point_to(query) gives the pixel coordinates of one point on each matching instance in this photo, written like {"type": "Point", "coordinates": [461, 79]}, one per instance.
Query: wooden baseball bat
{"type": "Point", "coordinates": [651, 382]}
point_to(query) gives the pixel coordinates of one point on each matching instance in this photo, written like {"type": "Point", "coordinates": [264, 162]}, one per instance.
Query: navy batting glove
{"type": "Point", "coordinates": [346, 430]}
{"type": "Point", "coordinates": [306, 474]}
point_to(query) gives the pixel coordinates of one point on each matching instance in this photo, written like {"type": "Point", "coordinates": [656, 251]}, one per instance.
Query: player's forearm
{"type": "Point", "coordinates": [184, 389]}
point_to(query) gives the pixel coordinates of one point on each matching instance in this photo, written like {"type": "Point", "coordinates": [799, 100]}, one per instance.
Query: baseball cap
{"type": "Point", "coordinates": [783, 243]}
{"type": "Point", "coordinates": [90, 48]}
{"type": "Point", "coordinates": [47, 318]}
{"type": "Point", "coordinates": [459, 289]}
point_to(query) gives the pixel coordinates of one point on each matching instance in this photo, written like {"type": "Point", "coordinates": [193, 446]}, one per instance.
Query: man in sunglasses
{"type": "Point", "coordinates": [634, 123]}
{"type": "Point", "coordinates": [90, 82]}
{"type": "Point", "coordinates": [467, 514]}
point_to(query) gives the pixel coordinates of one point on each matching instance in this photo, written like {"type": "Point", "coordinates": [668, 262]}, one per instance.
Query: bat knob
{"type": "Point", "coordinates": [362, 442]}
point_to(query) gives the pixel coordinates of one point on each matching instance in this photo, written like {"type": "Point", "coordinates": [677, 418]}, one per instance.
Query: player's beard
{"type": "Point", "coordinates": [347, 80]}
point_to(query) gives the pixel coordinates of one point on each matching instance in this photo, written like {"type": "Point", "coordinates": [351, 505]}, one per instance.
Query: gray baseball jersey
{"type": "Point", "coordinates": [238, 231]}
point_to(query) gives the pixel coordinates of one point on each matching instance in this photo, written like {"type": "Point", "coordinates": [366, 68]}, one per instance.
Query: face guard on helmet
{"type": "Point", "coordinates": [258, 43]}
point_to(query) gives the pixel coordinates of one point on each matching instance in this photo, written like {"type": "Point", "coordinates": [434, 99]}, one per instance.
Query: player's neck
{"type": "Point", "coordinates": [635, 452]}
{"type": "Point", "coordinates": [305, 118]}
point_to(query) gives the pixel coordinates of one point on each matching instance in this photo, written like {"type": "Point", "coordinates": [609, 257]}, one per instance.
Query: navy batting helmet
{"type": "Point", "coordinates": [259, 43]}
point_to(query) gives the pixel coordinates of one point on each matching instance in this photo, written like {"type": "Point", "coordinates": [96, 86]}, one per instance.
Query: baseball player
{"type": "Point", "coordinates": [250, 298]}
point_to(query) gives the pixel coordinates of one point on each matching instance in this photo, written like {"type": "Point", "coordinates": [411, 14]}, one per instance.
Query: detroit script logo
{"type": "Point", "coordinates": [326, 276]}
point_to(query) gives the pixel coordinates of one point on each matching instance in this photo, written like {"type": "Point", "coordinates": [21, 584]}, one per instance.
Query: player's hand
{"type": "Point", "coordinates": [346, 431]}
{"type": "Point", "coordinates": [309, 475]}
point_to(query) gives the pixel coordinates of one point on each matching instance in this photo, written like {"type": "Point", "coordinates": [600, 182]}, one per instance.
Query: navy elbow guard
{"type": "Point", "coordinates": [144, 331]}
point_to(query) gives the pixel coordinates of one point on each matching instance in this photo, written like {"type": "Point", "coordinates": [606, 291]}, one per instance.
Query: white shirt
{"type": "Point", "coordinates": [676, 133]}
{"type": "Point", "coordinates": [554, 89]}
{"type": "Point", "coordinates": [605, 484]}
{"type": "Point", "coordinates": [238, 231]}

════════

• TASK:
Output every entry shown above, exactly.

• SOLUTION:
point_to(query) gives the pixel coordinates of one point on each matching instance in this photo, written like {"type": "Point", "coordinates": [461, 79]}, one per instance.
Query: wooden baseball bat
{"type": "Point", "coordinates": [651, 382]}
point_to(query) gives the pixel coordinates of one point on each matching instance in this photo, written like {"type": "Point", "coordinates": [264, 162]}, one per instance.
Query: navy batting glove
{"type": "Point", "coordinates": [346, 430]}
{"type": "Point", "coordinates": [306, 474]}
point_to(query) gives the pixel coordinates of one point on each matching instance in this photo, written like {"type": "Point", "coordinates": [656, 251]}, one per instance.
Query: player's forearm
{"type": "Point", "coordinates": [184, 389]}
point_to(query) gives the pixel coordinates of one point on each matching instance in this photo, written like {"type": "Point", "coordinates": [799, 100]}, one per instance.
Query: baseball cap
{"type": "Point", "coordinates": [783, 243]}
{"type": "Point", "coordinates": [90, 48]}
{"type": "Point", "coordinates": [47, 318]}
{"type": "Point", "coordinates": [459, 289]}
point_to(query) gives the pixel coordinates of one point on each matching instance in this photo, written like {"type": "Point", "coordinates": [193, 446]}, one per instance.
Query: man in sunglasses
{"type": "Point", "coordinates": [634, 123]}
{"type": "Point", "coordinates": [90, 82]}
{"type": "Point", "coordinates": [467, 514]}
point_to(query) gives the pixel coordinates of one point on each matching instance in this photo, written like {"type": "Point", "coordinates": [668, 262]}, one per instance.
Query: bat knob
{"type": "Point", "coordinates": [362, 442]}
point_to(query) gives the pixel coordinates of one point on each matching instance in this photo, written like {"type": "Point", "coordinates": [677, 418]}, one per instance.
Query: player's beard
{"type": "Point", "coordinates": [347, 80]}
point_to(query) gives the pixel coordinates of one point on each matching instance in this photo, written like {"type": "Point", "coordinates": [351, 505]}, one per instance.
Query: gray baseball jersey
{"type": "Point", "coordinates": [238, 231]}
point_to(query) gives the pixel coordinates of one point on each matching instance in this photo, written like {"type": "Point", "coordinates": [366, 68]}, one per instance.
Query: face guard on helmet
{"type": "Point", "coordinates": [258, 43]}
point_to(query) gives the pixel coordinates of one point on each matching instance in this photo, written like {"type": "Point", "coordinates": [434, 99]}, one per instance.
Query: player's neck
{"type": "Point", "coordinates": [635, 452]}
{"type": "Point", "coordinates": [305, 118]}
point_to(query) gives the pixel coordinates of one point on each matching instance in this photo, written like {"type": "Point", "coordinates": [609, 257]}, one per instance.
Query: navy batting helmet
{"type": "Point", "coordinates": [259, 43]}
point_to(query) gives the pixel coordinates of one point on each matching instance in this photo, written like {"type": "Point", "coordinates": [96, 86]}, one per instance.
Query: baseball player
{"type": "Point", "coordinates": [250, 298]}
point_to(query) gives the pixel coordinates of one point on each matching instance in this photo, written like {"type": "Point", "coordinates": [411, 14]}, one per instance.
Query: detroit script logo
{"type": "Point", "coordinates": [326, 276]}
point_to(query) gives the pixel coordinates of one point on each matching instance in this photo, written like {"type": "Point", "coordinates": [21, 584]}, one per instance.
Query: player's hand
{"type": "Point", "coordinates": [346, 431]}
{"type": "Point", "coordinates": [309, 475]}
point_to(query) gives the pixel coordinates of one point on each matching instance in this photo, written like {"type": "Point", "coordinates": [600, 182]}, one per instance.
Query: navy elbow guard
{"type": "Point", "coordinates": [144, 331]}
point_to(query) gives the pixel coordinates of one point on each matching instance in this photo, written like {"type": "Point", "coordinates": [606, 291]}, one per instance.
Query: white shirt
{"type": "Point", "coordinates": [676, 133]}
{"type": "Point", "coordinates": [554, 89]}
{"type": "Point", "coordinates": [605, 484]}
{"type": "Point", "coordinates": [238, 231]}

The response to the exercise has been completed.